--- BEGIN Supplied information ---

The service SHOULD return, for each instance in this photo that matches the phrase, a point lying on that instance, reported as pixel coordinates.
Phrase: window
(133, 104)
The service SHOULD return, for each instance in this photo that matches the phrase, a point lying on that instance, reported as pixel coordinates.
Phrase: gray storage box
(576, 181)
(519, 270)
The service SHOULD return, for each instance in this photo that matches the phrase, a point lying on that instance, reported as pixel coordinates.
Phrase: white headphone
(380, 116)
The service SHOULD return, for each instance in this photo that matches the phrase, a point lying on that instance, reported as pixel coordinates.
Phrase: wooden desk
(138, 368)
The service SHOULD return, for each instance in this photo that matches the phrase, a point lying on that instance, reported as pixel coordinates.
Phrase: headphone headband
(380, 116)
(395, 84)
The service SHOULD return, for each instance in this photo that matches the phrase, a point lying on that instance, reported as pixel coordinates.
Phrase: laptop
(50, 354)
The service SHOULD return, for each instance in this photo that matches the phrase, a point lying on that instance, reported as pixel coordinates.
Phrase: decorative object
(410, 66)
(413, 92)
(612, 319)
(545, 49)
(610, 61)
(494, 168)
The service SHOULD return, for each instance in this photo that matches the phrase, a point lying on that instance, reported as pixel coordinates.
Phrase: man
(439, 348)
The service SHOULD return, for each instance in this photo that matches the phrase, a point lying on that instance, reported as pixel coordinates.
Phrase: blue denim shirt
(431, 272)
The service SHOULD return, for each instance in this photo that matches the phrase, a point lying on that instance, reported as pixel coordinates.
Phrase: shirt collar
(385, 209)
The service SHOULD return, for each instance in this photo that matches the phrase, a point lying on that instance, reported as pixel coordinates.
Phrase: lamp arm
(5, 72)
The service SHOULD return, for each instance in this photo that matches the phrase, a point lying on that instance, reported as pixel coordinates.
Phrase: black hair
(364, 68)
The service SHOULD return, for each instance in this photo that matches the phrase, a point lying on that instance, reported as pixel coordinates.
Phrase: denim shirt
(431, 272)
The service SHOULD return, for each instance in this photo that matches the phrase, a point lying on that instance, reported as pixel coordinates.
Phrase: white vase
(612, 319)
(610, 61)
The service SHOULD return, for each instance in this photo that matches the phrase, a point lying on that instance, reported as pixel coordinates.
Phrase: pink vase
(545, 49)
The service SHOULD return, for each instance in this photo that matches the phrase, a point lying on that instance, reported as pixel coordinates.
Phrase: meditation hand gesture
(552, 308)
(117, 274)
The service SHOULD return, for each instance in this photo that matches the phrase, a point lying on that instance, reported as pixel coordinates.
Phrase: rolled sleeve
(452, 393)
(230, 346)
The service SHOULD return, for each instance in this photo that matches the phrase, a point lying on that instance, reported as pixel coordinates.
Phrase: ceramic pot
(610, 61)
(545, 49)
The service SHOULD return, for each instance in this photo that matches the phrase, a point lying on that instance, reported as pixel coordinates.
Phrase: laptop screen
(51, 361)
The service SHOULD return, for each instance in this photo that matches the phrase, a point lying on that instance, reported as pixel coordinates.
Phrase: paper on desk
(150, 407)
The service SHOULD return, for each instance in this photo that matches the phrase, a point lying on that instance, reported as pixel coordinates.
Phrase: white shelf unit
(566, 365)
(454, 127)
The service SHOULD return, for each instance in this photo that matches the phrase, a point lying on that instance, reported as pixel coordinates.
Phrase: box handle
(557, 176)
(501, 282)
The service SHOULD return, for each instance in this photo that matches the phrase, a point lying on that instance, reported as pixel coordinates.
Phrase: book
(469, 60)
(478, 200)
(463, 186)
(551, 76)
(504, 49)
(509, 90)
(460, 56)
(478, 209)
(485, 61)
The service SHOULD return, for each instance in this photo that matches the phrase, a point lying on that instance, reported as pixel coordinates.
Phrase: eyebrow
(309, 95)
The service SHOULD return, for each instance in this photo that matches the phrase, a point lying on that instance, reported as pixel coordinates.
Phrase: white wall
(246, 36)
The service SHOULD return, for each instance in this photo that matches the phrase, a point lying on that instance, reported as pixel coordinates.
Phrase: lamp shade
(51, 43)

--- END Supplied information ---

→ Task to complete: Extract all of the data above and output it character for character.

→ The answer:
The service SHOULD return, for each instance in this photo that matches the phrase, a point lying on that instance, reported as pixel coordinates.
Phrase: window
(133, 104)
The service SHOULD return, for each instance in this photo that matches the phrase, a point lying on that instance, reported as pixel coordinates.
Phrase: gray storage box
(576, 181)
(519, 270)
The service SHOULD return, for each instance in this photo that matches the phrase, a point lying on that instance, reported as pixel coordinates.
Phrase: white headphone
(380, 116)
The service SHOULD return, for each instance in this photo that matches the phrase, a point lying on that instance, reported as pixel coordinates.
Phrase: wooden desk
(138, 368)
The service SHOULD return, for each instance in this photo that matches the phrase, a point lying on that instance, reported as pixel coordinates.
Phrase: headphone headband
(380, 116)
(395, 84)
The service SHOULD return, for each instance in this photo that matches the phrase, a point lying on that instance, reported as pixel coordinates.
Phrase: laptop
(50, 354)
The service SHOULD return, for each instance in this photo that matches the phrase, a point lying on that instance, reported as pixel coordinates.
Phrase: decorative object
(410, 66)
(413, 92)
(612, 319)
(545, 49)
(610, 61)
(494, 168)
The service SHOULD return, for each instance in this photo that matches the phrase, a point lying on that instance, reported as pixel coordinates.
Phrase: man
(439, 348)
The service SHOULD return, for each instance in this photo that matches the phrase, a point lying on that instance, reported as pixel coordinates.
Phrase: blue denim shirt
(431, 272)
The service SHOULD return, for each instance in this photo that matches the phrase, a point lying on that instance, reported as pixel coordinates.
Phrase: shirt collar
(385, 209)
The service SHOULD return, for each instance in this photo that matches the phrase, a point lying on that instance, reported as pixel coordinates.
Phrase: lamp arm
(5, 72)
The service SHOULD return, for each instance in this photo that matches the phrase, a point lying on that instance, reported as pixel coordinates.
Phrase: black hair
(364, 68)
The service SHOULD return, for each instance in this photo that matches the phrase, a point lying on that instance, reported as pixel coordinates.
Phrase: denim shirt
(431, 272)
The service SHOULD return, for each instance in this photo that matches the phrase, a point lying on that instance, reported as pixel coordinates.
Phrase: white vase
(612, 319)
(610, 61)
The service SHOULD return, for each instance in this photo that matches the phrase, a point lying on that instance, reported as pixel coordinates.
Phrase: pink vase
(545, 49)
The service SHOULD return, for each instance in this photo that matches the phrase, a point lying on that instance, reported as pixel coordinates.
Phrase: meditation hand gesture
(552, 308)
(117, 274)
The service SHOULD return, for each instance in this photo that matches the phrase, a point lying on that instance, reported as pixel coordinates.
Phrase: rolled sleeve
(452, 393)
(230, 346)
The service SHOULD return, for each instance in this photo that matches the phrase, a point lying on that instance, reported as pixel coordinates.
Phrase: ceramic pot
(610, 61)
(545, 49)
The service SHOULD return, for each instance in this photo that matches the phrase, a point lying on that instance, reported as pixel coordinates.
Phrase: laptop screen
(51, 361)
The service SHOULD return, for each instance in this photo that matches the phrase, a point lying on that instance, reported as pixel coordinates.
Phrase: paper on desk
(150, 407)
The service SHOULD return, for each instance in this photo that matches the phrase, a point lying on that instance, reported as pixel coordinates.
Phrase: white shelf unit
(566, 365)
(454, 127)
The service SHOULD return, for each instance in this photo that matches the phrase, a point lying on that instance, reported as pixel coordinates.
Phrase: box handle
(557, 176)
(501, 282)
The service SHOULD return, for each instance in this photo that matches the phrase, a point lying on that instance, reported as pixel coordinates.
Phrase: book
(469, 60)
(478, 200)
(463, 186)
(551, 76)
(504, 49)
(509, 90)
(460, 56)
(478, 209)
(485, 61)
The service SHOULD return, for each instance in this photo that matches the phrase, a point lying on that instance, reported as pixel coordinates.
Phrase: eyebrow
(309, 95)
The service SHOULD return, for each instance in this photo that matches the phrase, a point lying on that instance, reported as pixel coordinates.
Phrase: white wall
(246, 36)
The service SHOULD return, for each instance in this photo that matches the phrase, a point lying on that instance, reported as pixel coordinates.
Phrase: lamp shade
(51, 43)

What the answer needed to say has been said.